(Labeled-object pointing entries)
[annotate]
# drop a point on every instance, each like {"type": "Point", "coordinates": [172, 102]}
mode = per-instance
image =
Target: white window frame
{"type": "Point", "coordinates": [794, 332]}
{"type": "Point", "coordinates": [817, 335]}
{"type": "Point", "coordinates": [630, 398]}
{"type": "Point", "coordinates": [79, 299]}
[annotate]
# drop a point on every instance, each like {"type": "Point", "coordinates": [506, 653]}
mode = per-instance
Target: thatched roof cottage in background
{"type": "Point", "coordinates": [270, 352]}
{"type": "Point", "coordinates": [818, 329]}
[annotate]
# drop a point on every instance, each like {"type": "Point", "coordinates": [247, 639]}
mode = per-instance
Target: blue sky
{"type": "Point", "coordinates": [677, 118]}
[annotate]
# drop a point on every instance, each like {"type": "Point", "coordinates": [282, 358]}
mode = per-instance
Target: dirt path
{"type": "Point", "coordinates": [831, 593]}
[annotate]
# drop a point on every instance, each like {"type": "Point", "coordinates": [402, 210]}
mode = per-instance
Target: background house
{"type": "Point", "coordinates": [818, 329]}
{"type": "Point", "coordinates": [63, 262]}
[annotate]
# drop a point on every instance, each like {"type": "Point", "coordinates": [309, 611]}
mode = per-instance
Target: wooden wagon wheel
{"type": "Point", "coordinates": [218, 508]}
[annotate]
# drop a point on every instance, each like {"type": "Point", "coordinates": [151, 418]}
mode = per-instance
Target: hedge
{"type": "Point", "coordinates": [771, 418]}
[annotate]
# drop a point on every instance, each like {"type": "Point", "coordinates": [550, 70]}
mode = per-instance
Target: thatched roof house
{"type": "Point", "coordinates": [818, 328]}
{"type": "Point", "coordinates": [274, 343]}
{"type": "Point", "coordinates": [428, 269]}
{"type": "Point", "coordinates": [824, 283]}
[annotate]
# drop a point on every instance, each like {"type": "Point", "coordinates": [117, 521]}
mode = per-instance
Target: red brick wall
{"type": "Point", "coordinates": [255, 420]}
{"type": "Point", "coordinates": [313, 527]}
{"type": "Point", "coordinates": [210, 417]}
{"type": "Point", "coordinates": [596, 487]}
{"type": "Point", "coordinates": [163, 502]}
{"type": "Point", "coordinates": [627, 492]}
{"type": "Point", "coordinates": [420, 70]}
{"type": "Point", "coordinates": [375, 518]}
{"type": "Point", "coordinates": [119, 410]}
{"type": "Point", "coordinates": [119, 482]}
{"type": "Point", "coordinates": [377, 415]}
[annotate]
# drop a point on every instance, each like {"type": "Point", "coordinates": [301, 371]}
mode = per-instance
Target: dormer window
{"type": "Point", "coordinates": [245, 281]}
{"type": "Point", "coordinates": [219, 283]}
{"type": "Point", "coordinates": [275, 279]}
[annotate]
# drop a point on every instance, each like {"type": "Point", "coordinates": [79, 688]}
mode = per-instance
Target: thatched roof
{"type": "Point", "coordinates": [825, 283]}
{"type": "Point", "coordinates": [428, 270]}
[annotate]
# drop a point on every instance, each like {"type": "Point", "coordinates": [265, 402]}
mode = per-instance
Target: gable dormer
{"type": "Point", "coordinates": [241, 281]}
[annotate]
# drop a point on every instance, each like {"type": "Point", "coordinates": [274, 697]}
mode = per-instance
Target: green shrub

**WRITTEN TASK**
Print the records above exactly as they appear.

**EXERCISE RESULT**
[annotate]
# drop a point on every instance, each like {"type": "Point", "coordinates": [172, 102]}
mode = per-instance
image =
Target: white window frame
{"type": "Point", "coordinates": [794, 332]}
{"type": "Point", "coordinates": [817, 335]}
{"type": "Point", "coordinates": [630, 398]}
{"type": "Point", "coordinates": [79, 299]}
[annotate]
# drop a point on every instance, each like {"type": "Point", "coordinates": [506, 653]}
mode = per-instance
Target: thatched roof cottage in background
{"type": "Point", "coordinates": [270, 352]}
{"type": "Point", "coordinates": [818, 329]}
[annotate]
# drop a point on every instance, each like {"type": "Point", "coordinates": [247, 639]}
mode = per-instance
Target: blue sky
{"type": "Point", "coordinates": [677, 118]}
[annotate]
# drop a point on every instance, each like {"type": "Point", "coordinates": [282, 358]}
mode = per-instance
Target: dirt path
{"type": "Point", "coordinates": [831, 593]}
[annotate]
# drop a point on every instance, each like {"type": "Point", "coordinates": [402, 210]}
mode = per-instance
Target: background house
{"type": "Point", "coordinates": [818, 329]}
{"type": "Point", "coordinates": [63, 262]}
[annotate]
# drop a point on every instance, each like {"type": "Point", "coordinates": [309, 611]}
mode = per-instance
Target: wooden wagon wheel
{"type": "Point", "coordinates": [218, 508]}
[annotate]
# drop a point on every instance, each like {"type": "Point", "coordinates": [151, 418]}
mode = per-instance
Target: hedge
{"type": "Point", "coordinates": [771, 418]}
[annotate]
# drop a point on every instance, each like {"type": "Point", "coordinates": [550, 70]}
mode = per-instance
Target: thatched roof house
{"type": "Point", "coordinates": [818, 328]}
{"type": "Point", "coordinates": [274, 343]}
{"type": "Point", "coordinates": [428, 269]}
{"type": "Point", "coordinates": [824, 283]}
[annotate]
# drop a point on every instance, each like {"type": "Point", "coordinates": [117, 521]}
mode = per-instance
Target: red brick wall
{"type": "Point", "coordinates": [255, 420]}
{"type": "Point", "coordinates": [313, 527]}
{"type": "Point", "coordinates": [210, 417]}
{"type": "Point", "coordinates": [596, 487]}
{"type": "Point", "coordinates": [163, 502]}
{"type": "Point", "coordinates": [627, 492]}
{"type": "Point", "coordinates": [420, 70]}
{"type": "Point", "coordinates": [375, 518]}
{"type": "Point", "coordinates": [119, 410]}
{"type": "Point", "coordinates": [119, 482]}
{"type": "Point", "coordinates": [377, 415]}
[annotate]
# drop a point on every instance, each like {"type": "Point", "coordinates": [301, 371]}
mode = per-instance
Target: dormer window
{"type": "Point", "coordinates": [245, 281]}
{"type": "Point", "coordinates": [219, 283]}
{"type": "Point", "coordinates": [275, 279]}
[annotate]
# drop a point on every instance, each like {"type": "Point", "coordinates": [79, 688]}
mode = per-instance
Target: thatched roof
{"type": "Point", "coordinates": [825, 283]}
{"type": "Point", "coordinates": [428, 270]}
[annotate]
# drop a point on every instance, each like {"type": "Point", "coordinates": [265, 402]}
mode = per-instance
Target: gable dormer
{"type": "Point", "coordinates": [241, 281]}
[annotate]
# drop a point on every instance, each like {"type": "Point", "coordinates": [274, 697]}
mode = per-instance
Target: green shrub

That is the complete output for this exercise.